__Written instruction__
Transcribe each line exactly.

__Information shown__
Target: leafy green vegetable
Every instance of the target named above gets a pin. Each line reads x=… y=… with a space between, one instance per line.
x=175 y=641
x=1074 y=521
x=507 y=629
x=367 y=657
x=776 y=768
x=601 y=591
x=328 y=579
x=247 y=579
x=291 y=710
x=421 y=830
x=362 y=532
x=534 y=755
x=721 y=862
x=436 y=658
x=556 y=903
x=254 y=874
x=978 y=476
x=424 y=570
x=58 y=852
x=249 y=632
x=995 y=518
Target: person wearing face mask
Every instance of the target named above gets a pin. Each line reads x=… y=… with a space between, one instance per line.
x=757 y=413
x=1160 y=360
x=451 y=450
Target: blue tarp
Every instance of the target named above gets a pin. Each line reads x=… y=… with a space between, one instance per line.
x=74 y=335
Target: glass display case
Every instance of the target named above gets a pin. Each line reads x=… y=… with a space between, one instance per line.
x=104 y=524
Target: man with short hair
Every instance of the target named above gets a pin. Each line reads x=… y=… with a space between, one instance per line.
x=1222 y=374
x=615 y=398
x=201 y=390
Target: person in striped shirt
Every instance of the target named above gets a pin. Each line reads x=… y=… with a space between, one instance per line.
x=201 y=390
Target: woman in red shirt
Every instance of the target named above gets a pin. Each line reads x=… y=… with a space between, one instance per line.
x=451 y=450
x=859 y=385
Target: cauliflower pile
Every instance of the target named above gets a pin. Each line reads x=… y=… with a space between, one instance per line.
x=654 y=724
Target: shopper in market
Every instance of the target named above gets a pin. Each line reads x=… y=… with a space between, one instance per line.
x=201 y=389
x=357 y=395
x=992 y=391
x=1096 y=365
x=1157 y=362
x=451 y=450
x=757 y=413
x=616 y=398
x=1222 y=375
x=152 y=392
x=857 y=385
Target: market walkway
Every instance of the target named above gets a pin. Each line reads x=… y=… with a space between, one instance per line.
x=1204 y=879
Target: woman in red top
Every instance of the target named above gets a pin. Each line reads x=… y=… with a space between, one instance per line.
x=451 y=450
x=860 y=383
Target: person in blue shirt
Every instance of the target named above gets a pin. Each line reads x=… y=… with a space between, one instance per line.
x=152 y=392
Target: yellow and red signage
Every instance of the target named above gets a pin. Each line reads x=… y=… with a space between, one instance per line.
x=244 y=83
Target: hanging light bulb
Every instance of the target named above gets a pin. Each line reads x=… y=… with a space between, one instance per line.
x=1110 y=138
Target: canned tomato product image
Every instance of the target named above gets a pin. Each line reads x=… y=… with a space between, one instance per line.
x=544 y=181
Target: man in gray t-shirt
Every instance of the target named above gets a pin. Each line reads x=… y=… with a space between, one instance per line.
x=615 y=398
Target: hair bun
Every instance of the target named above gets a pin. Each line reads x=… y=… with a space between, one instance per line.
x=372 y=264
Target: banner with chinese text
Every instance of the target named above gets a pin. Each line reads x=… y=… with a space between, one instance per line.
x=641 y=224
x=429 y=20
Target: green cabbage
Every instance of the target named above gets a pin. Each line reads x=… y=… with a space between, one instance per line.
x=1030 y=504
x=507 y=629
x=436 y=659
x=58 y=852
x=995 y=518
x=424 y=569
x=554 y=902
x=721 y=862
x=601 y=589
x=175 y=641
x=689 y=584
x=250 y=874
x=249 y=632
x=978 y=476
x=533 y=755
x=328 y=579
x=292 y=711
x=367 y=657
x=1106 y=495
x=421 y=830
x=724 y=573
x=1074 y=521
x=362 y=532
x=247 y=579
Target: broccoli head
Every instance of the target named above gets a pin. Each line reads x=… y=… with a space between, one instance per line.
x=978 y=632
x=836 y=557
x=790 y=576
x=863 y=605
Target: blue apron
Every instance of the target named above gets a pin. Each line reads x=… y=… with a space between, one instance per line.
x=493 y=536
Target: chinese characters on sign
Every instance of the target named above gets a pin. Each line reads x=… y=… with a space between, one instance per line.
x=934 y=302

__Right answer__
Target: leafy green vegetable
Every instance of the target named above gets a pin. Each line reads x=… y=… with a space between, one instance per line.
x=175 y=641
x=1074 y=521
x=507 y=629
x=367 y=657
x=776 y=768
x=601 y=591
x=328 y=579
x=247 y=579
x=291 y=710
x=421 y=830
x=362 y=532
x=534 y=755
x=721 y=862
x=436 y=658
x=556 y=903
x=254 y=874
x=978 y=476
x=424 y=570
x=58 y=852
x=249 y=632
x=995 y=518
Target: person wearing face mask
Every instance of the target named above gets a pin. Each line reads x=… y=… with a space between, one instance per line.
x=757 y=413
x=1160 y=360
x=451 y=450
Target: blue tarp
Every instance of the target named above gets a pin. Each line reads x=… y=… with a space between, one instance per line.
x=74 y=335
Target: glass display case
Every instance of the target named above gets a pin. Each line reads x=… y=… with a space between, one instance per line.
x=104 y=524
Target: man with short hair
Every instance of the target named above gets a pin. Each line reads x=… y=… with a space between, one instance per line.
x=1222 y=374
x=615 y=398
x=201 y=390
Target: person in striped shirt
Every instance of the target named above gets a pin. Each line reads x=… y=… with a space between, one instance per line.
x=201 y=390
Target: woman in red shirt
Every instance of the target named above gets a pin. Each line reads x=… y=… with a space between, one instance per line.
x=451 y=450
x=859 y=385
Target: cauliflower pile
Every instance of the target named above gets a pin. Each line reads x=… y=… with a space between, one instance per line.
x=654 y=724
Target: shopper in market
Every instance of the target named above gets a pin. Each line reads x=… y=… with a space between, one instance per line.
x=201 y=389
x=357 y=395
x=992 y=391
x=1096 y=365
x=1157 y=362
x=451 y=450
x=757 y=413
x=616 y=398
x=1222 y=375
x=152 y=392
x=857 y=385
Target: market walkway
Every instance of the target named above gets a pin. Each line reads x=… y=… with a space between, one instance per line.
x=1204 y=879
Target: woman in red top
Every instance of the target named above gets a pin. Each line reads x=… y=… with a space between, one instance per line.
x=451 y=450
x=860 y=383
Target: person in blue shirt
Every instance of the target named above gets a pin. Each line reads x=… y=… with a space between, one instance per line.
x=152 y=392
Target: yellow and red signage
Every instance of the target named above gets a pin. Each line reads x=… y=… with a space between, one instance per line.
x=244 y=83
Target: hanging light bulb
Every instance of the target named above gets a pin. Each line reads x=… y=… with a space between, one instance per line.
x=1110 y=138
Target: canned tomato product image
Every instance of the target named above gets a pin. Each line reads x=… y=… with a space between, one instance per line.
x=544 y=181
Target: man in gray t-shirt
Every instance of the target named above gets a pin. Each line reads x=… y=… with a space between, one instance per line.
x=615 y=398
Target: hair bun
Every instance of the target named above gets a pin. Each line reads x=… y=… with a space between, one instance per line.
x=372 y=264
Target: banner with chinese text
Every instance of the target named above gets a pin. Each line reads x=… y=… with a space between, one instance per line.
x=641 y=224
x=429 y=20
Target: green cabbage
Every instance of the target named above gets a pin. Each line reads x=… y=… with a space between, one instance per line.
x=1030 y=504
x=507 y=629
x=436 y=659
x=58 y=852
x=995 y=518
x=424 y=569
x=554 y=902
x=721 y=862
x=601 y=589
x=175 y=641
x=689 y=584
x=250 y=874
x=249 y=632
x=978 y=476
x=533 y=755
x=328 y=579
x=292 y=711
x=367 y=657
x=1106 y=495
x=421 y=830
x=724 y=573
x=1074 y=521
x=362 y=532
x=247 y=579
Target: broccoli head
Every instance of the target named above gets a pin. Each line reads x=… y=… with a space between, one instance per line.
x=978 y=632
x=836 y=557
x=790 y=576
x=863 y=605
Target: blue apron
Every instance of the target named above gets a pin. Each line reads x=… y=… with a space between, one instance per line.
x=493 y=536
Target: chinese characters on sign
Every instance of the target named above gets a pin. Each line reads x=… y=… with a space between, one instance per line.
x=934 y=302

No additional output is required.